Textausschnitt —
────────
Die Rotalge Nori wird – getrocknet und geröstet – als Hülle für Sushi verwendet, aber auch als Suppeneinlage. Im industriellen Maßstab werden aus Nori das Hydrokolloid Carrageen und das gelbildende Agar-Agar gewonnen, ein üblicher Zusatzstoff zum Andicken von Fleischwaren, Desserts, Milchprodukten oder Fertigsuppen.  
Die Grünalge Ulva kommt weltweit an Meeresküsten vor und erinnert vom Aussehen her entfernt an ein Salatblatt. Man nennt sie daher auch Meersalat. Sie wird als Nahrungs-, Futter- und Düngemittel verwendet.  

Algen als Gemüse und Salat

In Südostasien werden Makroalgen tonnenweise als Nahrungsmittel verzehrt. Sie schmecken meist intensiv nach Meer, würzig-salzig oder auch leicht süßlich. Manche Algen sind auch so gut wie ohne Geschmack. In der Küche verwendet man Algen roh oder gedünstet als Gemüse, Suppeneinlage, Salat, als Zutat für Sushi oder Wok-Gerichte. Frische Algenblätter enthalten zu 90 Prozent Wasser und sind daher kalorienarm. Die Inhaltsstoffe von Algen sind sehr stark abhängig von der Wasserqualität der Umgebung. Der Anteil an Proteinen liegt bei ca. 6 Prozent, an Kohlenhydraten bei ca. 2 Prozent, an Fett bei ca. 0,5 Prozent. Häufig werden höhere Nährwertanteile genannt, die sich dann jedoch auf getrocknete Algen beziehen. Auch Eisen und Calcium sowie die Vitamine C, B12 und Beta-Carotin sollen enthalten sein. 

Achtung, Iod!

Vorsicht ist beim Verzehr von Meeresalgen wegen eines möglicherweise zu hohen Iodgehalts geboten, was vor allem für Menschen mit Schilddrüsenüberfunktion oder so genannten heißen Knoten an der Schilddrüse gefährlich werden kann. Wer Algen in der Küche selbst zubereitet, kann durch gründliches Waschen und Einweichen den Iodgehalt verringern.
────────
Aufgaben zur Bearbeitung —
• A. Schreiben Sie aus dem Textausschnitt über Speisealgen den Abschnitt von „Achtung, Iod!“ bis einschließlich „den Iodgehalt verringern.“ wortgetreu ab.
• B. Führen Sie den Text über Meeresalgen in der Küche im Anschluss an seinen letzten Satz weiter.

Gegebene Angaben —
────────
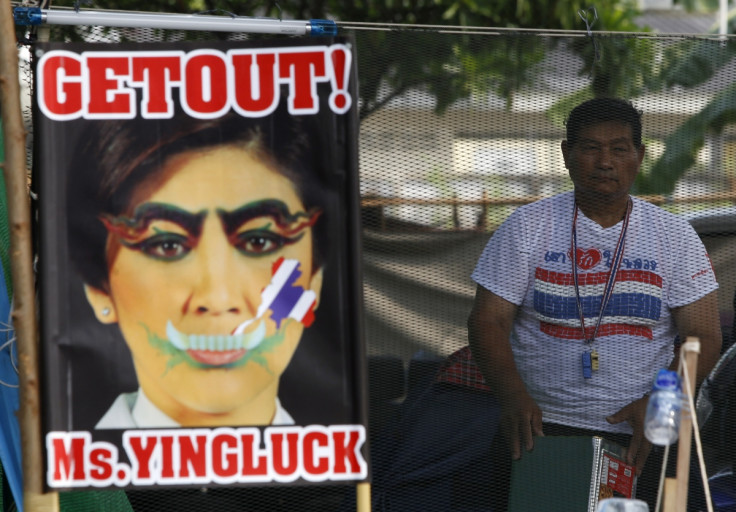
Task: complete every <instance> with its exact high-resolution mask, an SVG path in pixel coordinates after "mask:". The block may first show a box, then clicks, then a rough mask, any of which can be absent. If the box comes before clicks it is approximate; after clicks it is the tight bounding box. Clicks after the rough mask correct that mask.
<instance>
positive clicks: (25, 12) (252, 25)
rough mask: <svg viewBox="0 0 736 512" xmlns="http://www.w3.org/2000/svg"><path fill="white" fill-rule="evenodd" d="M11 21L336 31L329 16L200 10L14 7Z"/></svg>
mask: <svg viewBox="0 0 736 512" xmlns="http://www.w3.org/2000/svg"><path fill="white" fill-rule="evenodd" d="M14 15H15V21H16V23H18V24H25V25H40V24H49V25H93V26H103V27H134V28H159V29H172V30H207V31H213V32H217V31H220V32H247V33H251V34H283V35H292V36H294V35H312V36H323V35H336V34H337V24H336V23H335V22H334V21H332V20H320V19H311V20H281V19H276V18H253V17H249V16H211V15H203V14H160V13H145V12H122V11H93V10H79V11H73V10H59V9H56V10H50V9H38V8H32V7H18V8H16V9H15V10H14Z"/></svg>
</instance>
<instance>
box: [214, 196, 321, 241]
mask: <svg viewBox="0 0 736 512" xmlns="http://www.w3.org/2000/svg"><path fill="white" fill-rule="evenodd" d="M315 213H316V212H311V213H307V212H295V213H293V214H292V213H289V207H288V206H286V203H284V202H283V201H279V200H278V199H263V200H261V201H253V202H252V203H248V204H245V205H243V206H241V207H240V208H238V209H237V210H233V211H227V210H223V209H220V208H218V209H217V215H218V216H219V217H220V221H221V222H222V227H223V229H224V230H225V233H226V234H227V235H228V236H231V235H232V234H233V233H235V232H236V231H237V229H238V228H239V227H240V226H242V225H243V224H245V223H246V222H248V221H249V220H251V219H257V218H259V217H270V218H272V219H273V220H274V222H276V224H277V225H278V226H279V227H280V228H282V229H284V228H287V227H289V226H290V225H291V224H293V223H295V222H296V221H298V220H300V219H304V220H305V221H307V223H308V224H309V223H311V222H312V220H316V218H315Z"/></svg>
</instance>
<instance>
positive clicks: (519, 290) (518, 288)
mask: <svg viewBox="0 0 736 512" xmlns="http://www.w3.org/2000/svg"><path fill="white" fill-rule="evenodd" d="M524 220H525V219H524V215H523V214H522V211H520V210H516V211H515V212H514V213H513V214H512V215H511V216H510V217H509V218H508V219H506V221H505V222H504V223H503V224H501V226H500V227H499V228H498V229H497V230H496V232H495V233H494V234H493V236H492V237H491V239H490V240H489V241H488V244H486V247H485V249H483V252H482V253H481V255H480V258H479V259H478V263H477V264H476V266H475V270H474V271H473V273H472V274H471V276H470V277H471V279H473V281H475V282H476V283H478V284H479V285H480V286H482V287H483V288H485V289H487V290H488V291H490V292H492V293H494V294H496V295H498V296H499V297H501V298H503V299H505V300H507V301H509V302H511V303H513V304H516V305H517V306H520V305H521V303H522V301H523V300H524V297H525V295H526V292H527V289H528V286H529V279H530V272H529V264H530V256H531V252H530V250H529V247H528V239H529V238H528V236H527V232H526V231H527V230H526V223H525V222H524Z"/></svg>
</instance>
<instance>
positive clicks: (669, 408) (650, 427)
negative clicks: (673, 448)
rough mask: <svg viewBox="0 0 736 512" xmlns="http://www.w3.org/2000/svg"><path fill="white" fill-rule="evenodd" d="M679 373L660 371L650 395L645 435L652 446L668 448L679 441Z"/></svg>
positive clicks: (679, 388) (649, 396) (679, 416)
mask: <svg viewBox="0 0 736 512" xmlns="http://www.w3.org/2000/svg"><path fill="white" fill-rule="evenodd" d="M680 390H681V388H680V378H679V377H678V375H677V372H673V371H670V370H659V373H657V377H656V378H655V379H654V385H653V386H652V393H651V395H649V403H648V404H647V415H646V418H645V420H644V435H645V436H646V437H647V439H649V441H650V442H651V443H652V444H656V445H660V446H666V445H669V444H672V443H674V442H675V441H677V437H678V435H679V432H680V411H681V409H682V395H681V393H680Z"/></svg>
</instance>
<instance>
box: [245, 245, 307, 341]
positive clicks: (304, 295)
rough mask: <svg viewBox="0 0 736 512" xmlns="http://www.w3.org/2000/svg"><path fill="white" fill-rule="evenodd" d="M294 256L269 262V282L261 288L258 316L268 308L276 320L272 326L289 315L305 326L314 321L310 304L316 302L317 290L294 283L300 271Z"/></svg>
mask: <svg viewBox="0 0 736 512" xmlns="http://www.w3.org/2000/svg"><path fill="white" fill-rule="evenodd" d="M300 265H301V264H300V262H299V261H298V260H286V259H284V258H279V259H278V261H276V263H274V264H273V267H272V269H271V272H272V274H273V276H272V277H271V283H270V284H269V285H268V286H266V288H264V289H263V292H261V305H260V307H259V308H258V317H261V316H262V315H263V314H264V313H265V312H266V311H267V310H269V309H270V310H271V319H272V320H273V321H274V322H276V328H280V327H281V322H282V321H283V320H285V319H286V318H293V319H294V320H297V321H299V322H301V323H302V324H304V326H305V327H309V326H310V325H312V322H314V307H315V305H316V304H317V294H316V293H314V292H313V291H312V290H305V289H304V287H302V286H295V285H294V283H295V282H296V280H297V279H299V278H300V277H301V275H302V272H301V270H300V268H299V267H300Z"/></svg>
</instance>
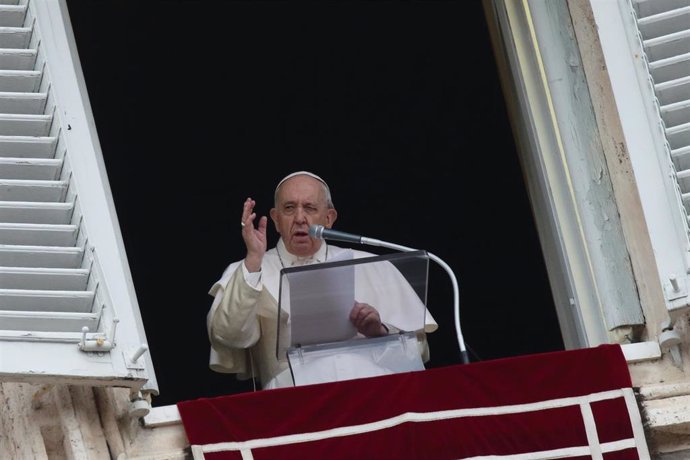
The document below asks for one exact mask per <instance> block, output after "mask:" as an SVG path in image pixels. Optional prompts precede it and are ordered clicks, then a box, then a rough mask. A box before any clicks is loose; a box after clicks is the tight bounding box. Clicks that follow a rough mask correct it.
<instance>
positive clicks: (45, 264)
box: [0, 238, 84, 268]
mask: <svg viewBox="0 0 690 460" xmlns="http://www.w3.org/2000/svg"><path fill="white" fill-rule="evenodd" d="M46 240H47V238H45V239H43V238H41V239H40V242H41V243H42V244H45V243H46ZM72 240H74V238H72ZM83 257H84V251H83V249H82V248H80V247H76V246H67V245H65V246H32V245H24V244H22V245H12V244H3V245H0V266H3V267H44V268H60V267H62V268H78V267H80V266H81V261H82V259H83Z"/></svg>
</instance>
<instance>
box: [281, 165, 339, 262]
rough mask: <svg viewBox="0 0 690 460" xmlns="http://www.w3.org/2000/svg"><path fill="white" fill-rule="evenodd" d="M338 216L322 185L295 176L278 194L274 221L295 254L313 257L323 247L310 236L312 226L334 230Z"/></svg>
mask: <svg viewBox="0 0 690 460" xmlns="http://www.w3.org/2000/svg"><path fill="white" fill-rule="evenodd" d="M337 216H338V213H337V212H336V210H335V209H329V208H328V205H327V203H326V193H325V191H324V188H323V184H322V183H321V182H319V181H318V180H316V179H314V178H313V177H310V176H295V177H291V178H290V179H288V180H286V181H285V182H283V184H282V185H281V186H280V189H279V190H278V195H277V200H276V207H275V208H272V209H271V219H273V223H274V225H275V227H276V231H277V232H278V233H279V234H280V236H281V237H282V239H283V242H284V243H285V247H286V248H287V249H288V251H290V252H291V253H292V254H295V255H296V256H300V257H306V256H311V255H313V254H314V253H315V252H316V251H318V250H319V248H320V247H321V243H322V241H321V240H317V239H314V238H312V237H310V236H309V226H310V225H323V226H324V227H326V228H331V226H332V225H333V222H335V219H336V217H337Z"/></svg>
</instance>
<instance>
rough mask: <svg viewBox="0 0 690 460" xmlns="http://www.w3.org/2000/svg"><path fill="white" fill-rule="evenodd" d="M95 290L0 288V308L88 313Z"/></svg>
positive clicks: (92, 303) (21, 310) (22, 309)
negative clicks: (41, 290)
mask: <svg viewBox="0 0 690 460" xmlns="http://www.w3.org/2000/svg"><path fill="white" fill-rule="evenodd" d="M94 297H95V292H94V291H93V290H87V291H46V290H42V291H36V290H26V289H0V310H6V311H9V310H15V311H53V312H56V311H61V312H77V313H89V312H91V311H92V309H93V307H92V305H93V302H94Z"/></svg>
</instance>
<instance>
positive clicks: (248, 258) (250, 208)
mask: <svg viewBox="0 0 690 460" xmlns="http://www.w3.org/2000/svg"><path fill="white" fill-rule="evenodd" d="M255 205H256V201H254V200H252V199H251V198H247V199H246V200H245V201H244V206H243V208H242V239H243V240H244V244H245V246H247V256H246V257H245V258H244V266H245V267H247V270H248V271H249V272H258V271H260V270H261V261H262V260H263V258H264V254H266V248H267V243H266V226H267V225H268V218H267V217H266V216H263V217H261V218H260V219H259V222H258V225H257V227H256V228H255V227H254V219H256V213H255V212H254V206H255Z"/></svg>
────────
Erwartete Lösungen —
• A.
Achtung, Iod!

Vorsicht ist beim Verzehr von Meeresalgen wegen eines möglicherweise zu hohen Iodgehalts geboten, was vor allem für Menschen mit Schilddrüsenüberfunktion oder so genannten heißen Knoten an der Schilddrüse gefährlich werden kann. Wer Algen in der Küche selbst zubereitet, kann durch gründliches Waschen und Einweichen den Iodgehalt verringern.

• B.
Die Beurteilungen, ob der Verzehr von Meeresalgen gesund ist oder nicht, fallen unterschiedlich aus. Neben einem schwer einzuschätzenden Iodgehalt können Algen durchaus schadstoffbelastet sein und zum Beispiel auch die im Meer heutzutage weit verbreiteten Mikro-Kunststoffpartikel enthalten. Die Deutsche Gesellschaft für Ernährung empfiehlt Erwachsenen und Jugendlichen, nicht mehr als 0,2 Milligramm Iod pro Tag beziehungsweise ein Gramm Algen pro Tag zu verzehren. Es gibt in Deutschland keine Verpflichtung, den Iodgehalt von Algenprodukten zu deklarieren. Trotzdem weisen einige Hersteller die durchschnittlichen Iodgehalte ihrer Produkte aus und informieren auch über Grenzwerte. Das Bundesinstitut für Risikobewertung (BfR) fordert für getrocknete Algenprodukte eine Höchstgrenze von 20 Milligramm Iod pro Kilogramm.

Blickpunkt Mikroalgen

Unter dem Begriff Mikroalgen werden mikroskopisch kleine Arten zusammengefasst. Zu ihnen gehören insbesondere einzellige oder mehrzellige Algen-Winzlinge, aber auch die ein- und mehrzelligen Cyanobakterien, die nur aufgrund ihres Aussehens den Algen zugeordnet werden. Die bekanntesten dieser grünen und blaugrünen Algen, die vom Menschen genutzt werden, sind 

  • Chlorella,
  • Spirulina und
  • AFA-Algen (=Aphanizomenon flos aquae).

Inhaltsstoffe von Mikroalgen sind Polysaccharide, Proteine, mehrfach ungesättigte Fettsäuren, Farbstoffe (Chlorophyll, Betacarotin), Vitamine und Mineralstoffe. Die Algenproteine sind biologisch hochwertig und können somit durchaus eine interessante Eiweißquelle für den Menschen darstellen.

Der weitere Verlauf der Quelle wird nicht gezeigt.